START EXERCISE DATA
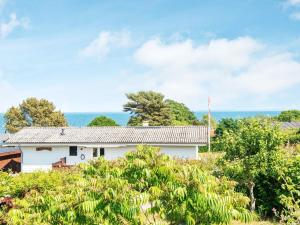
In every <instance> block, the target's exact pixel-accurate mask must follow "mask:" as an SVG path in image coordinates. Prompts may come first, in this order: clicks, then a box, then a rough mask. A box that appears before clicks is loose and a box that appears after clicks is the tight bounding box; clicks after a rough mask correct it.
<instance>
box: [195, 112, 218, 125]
mask: <svg viewBox="0 0 300 225" xmlns="http://www.w3.org/2000/svg"><path fill="white" fill-rule="evenodd" d="M199 124H200V125H203V126H208V115H207V114H205V115H203V116H202V119H201V120H200V121H199ZM210 126H211V128H212V129H215V128H216V127H217V121H216V120H215V118H213V117H212V116H211V117H210Z"/></svg>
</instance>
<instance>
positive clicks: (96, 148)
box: [93, 148, 98, 157]
mask: <svg viewBox="0 0 300 225" xmlns="http://www.w3.org/2000/svg"><path fill="white" fill-rule="evenodd" d="M93 157H98V149H97V148H93Z"/></svg>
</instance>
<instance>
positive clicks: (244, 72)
mask: <svg viewBox="0 0 300 225" xmlns="http://www.w3.org/2000/svg"><path fill="white" fill-rule="evenodd" d="M135 59H136V60H137V62H138V63H140V64H142V65H145V66H146V67H148V71H147V72H146V73H145V74H141V75H140V76H139V77H138V76H137V77H136V79H140V80H139V81H136V80H135V82H134V83H133V82H131V81H129V85H132V87H134V86H135V84H144V87H140V88H141V89H142V88H146V89H154V90H157V91H161V92H163V93H165V94H166V95H167V96H168V97H171V98H175V99H177V100H180V101H183V102H185V103H187V105H188V106H190V107H191V108H194V109H197V108H199V107H201V108H204V107H205V103H206V98H207V96H208V95H211V96H212V97H213V100H214V103H215V104H216V105H217V106H218V107H220V108H222V107H228V106H231V107H247V106H248V107H266V103H267V102H270V101H271V100H272V98H274V97H275V96H277V97H278V95H279V94H280V92H282V91H286V90H288V89H289V88H292V87H295V86H297V85H300V63H299V62H298V61H296V60H295V59H294V58H293V55H291V54H290V53H285V52H278V53H272V54H269V52H268V48H267V46H264V45H263V44H261V43H259V42H258V41H257V40H255V39H253V38H250V37H240V38H237V39H233V40H227V39H216V40H212V41H210V42H209V43H207V44H202V45H194V44H193V42H192V41H191V40H186V41H183V42H175V43H163V42H162V41H161V40H159V39H153V40H149V41H147V42H146V43H145V44H143V45H142V46H141V47H140V48H139V49H138V50H137V51H136V54H135Z"/></svg>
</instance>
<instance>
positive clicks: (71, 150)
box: [69, 146, 77, 156]
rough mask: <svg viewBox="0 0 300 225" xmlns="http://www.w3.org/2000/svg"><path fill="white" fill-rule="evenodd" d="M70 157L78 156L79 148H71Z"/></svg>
mask: <svg viewBox="0 0 300 225" xmlns="http://www.w3.org/2000/svg"><path fill="white" fill-rule="evenodd" d="M69 152H70V156H77V146H70V147H69Z"/></svg>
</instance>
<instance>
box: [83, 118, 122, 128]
mask: <svg viewBox="0 0 300 225" xmlns="http://www.w3.org/2000/svg"><path fill="white" fill-rule="evenodd" d="M88 126H89V127H101V126H119V124H117V122H116V121H114V120H113V119H111V118H109V117H106V116H98V117H96V118H95V119H93V120H92V121H91V122H90V123H89V124H88Z"/></svg>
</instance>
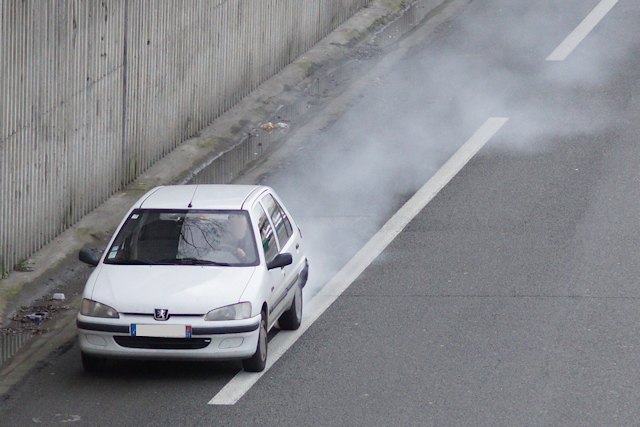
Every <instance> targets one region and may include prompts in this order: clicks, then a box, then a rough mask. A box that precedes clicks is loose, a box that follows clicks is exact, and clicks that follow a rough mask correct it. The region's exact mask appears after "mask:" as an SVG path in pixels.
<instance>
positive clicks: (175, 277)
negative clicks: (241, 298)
mask: <svg viewBox="0 0 640 427" xmlns="http://www.w3.org/2000/svg"><path fill="white" fill-rule="evenodd" d="M255 269H256V267H212V266H189V265H180V266H175V265H172V266H167V265H108V264H102V265H101V270H100V272H99V274H97V275H96V278H95V281H94V283H93V289H92V291H91V292H90V293H88V295H89V298H91V299H92V300H94V301H98V302H100V303H103V304H107V305H109V306H111V307H113V308H115V309H116V310H117V311H119V312H120V313H148V314H151V313H153V310H154V309H156V308H164V309H168V310H169V313H173V314H205V313H207V312H208V311H209V310H212V309H214V308H217V307H223V306H225V305H229V304H235V303H237V302H239V300H240V297H241V295H242V292H243V291H244V290H245V288H246V287H247V285H248V283H249V281H250V280H251V277H252V276H253V274H254V272H255Z"/></svg>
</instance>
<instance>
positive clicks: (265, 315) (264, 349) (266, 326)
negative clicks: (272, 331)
mask: <svg viewBox="0 0 640 427" xmlns="http://www.w3.org/2000/svg"><path fill="white" fill-rule="evenodd" d="M265 366H267V316H266V314H265V313H264V312H262V318H261V320H260V332H259V334H258V345H257V347H256V352H255V353H254V354H253V356H251V357H250V358H249V359H245V360H243V361H242V367H243V368H244V370H245V371H247V372H262V371H264V368H265Z"/></svg>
END EXERCISE DATA
WHAT YOU WILL DO:
Render every line above as a Markdown table with the columns Row and Line, numbering each row and omitting blank lines. Leave the pictures out of the table.

YOUR SOLUTION:
| Row | Line |
|---|---|
| 1 | In every <instance> block, the target's exact pixel-accurate mask must follow "mask:" as an SVG path in image coordinates. Prompts may come first, in this order: clicks, then a box, then a rough mask. A box that appears before clicks is loose and a box that appears after clicks is the tight bounding box; clicks after a rough mask correct it. |
| 2 | <instance> |
| 3 | box: [195, 112, 218, 125] |
| 4 | mask: <svg viewBox="0 0 300 225" xmlns="http://www.w3.org/2000/svg"><path fill="white" fill-rule="evenodd" d="M199 124H200V125H203V126H208V115H207V114H205V115H203V116H202V119H201V120H200V121H199ZM210 126H211V128H212V129H215V128H216V127H217V121H216V120H215V118H213V117H212V116H211V117H210Z"/></svg> |
| 5 | </instance> |
| 6 | <instance> |
| 7 | positive clicks: (96, 148) |
| 8 | box: [93, 148, 98, 157] |
| 9 | mask: <svg viewBox="0 0 300 225" xmlns="http://www.w3.org/2000/svg"><path fill="white" fill-rule="evenodd" d="M93 157H98V149H97V148H93Z"/></svg> |
| 10 | </instance> |
| 11 | <instance> |
| 12 | positive clicks: (244, 72) |
| 13 | mask: <svg viewBox="0 0 300 225" xmlns="http://www.w3.org/2000/svg"><path fill="white" fill-rule="evenodd" d="M135 59H136V60H137V62H138V63H140V64H142V65H145V66H146V67H148V71H147V72H146V73H145V74H141V75H140V76H139V77H138V76H137V77H136V79H140V80H139V81H136V80H135V82H134V83H133V82H131V81H129V85H132V87H134V86H135V84H144V87H140V88H141V89H142V88H146V89H154V90H157V91H161V92H163V93H165V94H166V95H167V96H168V97H171V98H175V99H177V100H180V101H183V102H185V103H187V105H188V106H190V107H191V108H194V109H197V108H199V107H201V108H204V107H205V103H206V98H207V96H208V95H211V96H212V97H213V100H214V103H215V104H216V105H217V106H218V107H220V108H222V107H228V106H231V107H247V106H248V107H266V103H267V102H270V101H271V100H272V98H274V97H275V96H277V97H278V95H279V94H280V92H282V91H286V90H288V89H289V88H292V87H295V86H297V85H300V63H299V62H298V61H296V60H295V59H294V58H293V55H291V54H290V53H285V52H278V53H272V54H269V52H268V48H267V46H264V45H263V44H261V43H259V42H258V41H257V40H255V39H253V38H250V37H240V38H237V39H233V40H227V39H216V40H212V41H210V42H209V43H207V44H202V45H194V44H193V42H192V41H191V40H186V41H183V42H175V43H163V42H162V41H161V40H159V39H153V40H149V41H147V42H146V43H145V44H143V45H142V46H141V47H140V48H139V49H138V50H137V51H136V54H135Z"/></svg> |
| 14 | </instance> |
| 15 | <instance> |
| 16 | positive clicks: (71, 150) |
| 17 | box: [69, 146, 77, 156] |
| 18 | rough mask: <svg viewBox="0 0 300 225" xmlns="http://www.w3.org/2000/svg"><path fill="white" fill-rule="evenodd" d="M70 157L78 156L79 148H71Z"/></svg> |
| 19 | mask: <svg viewBox="0 0 300 225" xmlns="http://www.w3.org/2000/svg"><path fill="white" fill-rule="evenodd" d="M69 152H70V156H77V146H70V147H69Z"/></svg> |
| 20 | </instance> |
| 21 | <instance> |
| 22 | box: [83, 118, 122, 128] |
| 23 | mask: <svg viewBox="0 0 300 225" xmlns="http://www.w3.org/2000/svg"><path fill="white" fill-rule="evenodd" d="M88 126H89V127H101V126H119V124H117V122H116V121H114V120H113V119H111V118H109V117H106V116H98V117H96V118H95V119H93V120H92V121H91V122H90V123H89V124H88Z"/></svg> |
| 24 | </instance> |
| 25 | Every <instance> targets one region and may include prompts in this order: clicks, then a box, then a rough mask. A box that precedes clicks is loose, a box that follows clicks is exact, and clicks that follow a rough mask correct it. The region's exact mask appears after "mask:" as an SVG path in pixels. |
| 26 | <instance> |
| 27 | positive clicks: (175, 277) |
| 28 | negative clicks: (241, 298) |
| 29 | mask: <svg viewBox="0 0 640 427" xmlns="http://www.w3.org/2000/svg"><path fill="white" fill-rule="evenodd" d="M255 269H256V267H212V266H189V265H180V266H175V265H172V266H167V265H108V264H102V265H101V270H100V272H99V274H97V275H96V278H95V281H94V283H93V289H92V291H91V292H90V293H88V295H89V298H91V299H92V300H94V301H98V302H100V303H103V304H107V305H109V306H111V307H113V308H115V309H116V310H117V311H119V312H120V313H148V314H151V313H153V310H154V309H156V308H164V309H168V310H169V313H173V314H205V313H207V312H208V311H209V310H212V309H214V308H217V307H223V306H225V305H229V304H235V303H237V302H239V300H240V297H241V295H242V292H243V291H244V290H245V288H246V287H247V285H248V283H249V281H250V280H251V277H252V276H253V274H254V272H255Z"/></svg> |
| 30 | </instance> |
| 31 | <instance> |
| 32 | positive clicks: (265, 315) (264, 349) (266, 326) |
| 33 | negative clicks: (272, 331) |
| 34 | mask: <svg viewBox="0 0 640 427" xmlns="http://www.w3.org/2000/svg"><path fill="white" fill-rule="evenodd" d="M265 366H267V316H266V314H265V313H264V312H262V318H261V320H260V332H259V334H258V345H257V347H256V352H255V353H254V354H253V356H251V357H250V358H249V359H245V360H243V361H242V367H243V368H244V370H245V371H247V372H262V371H264V368H265Z"/></svg> |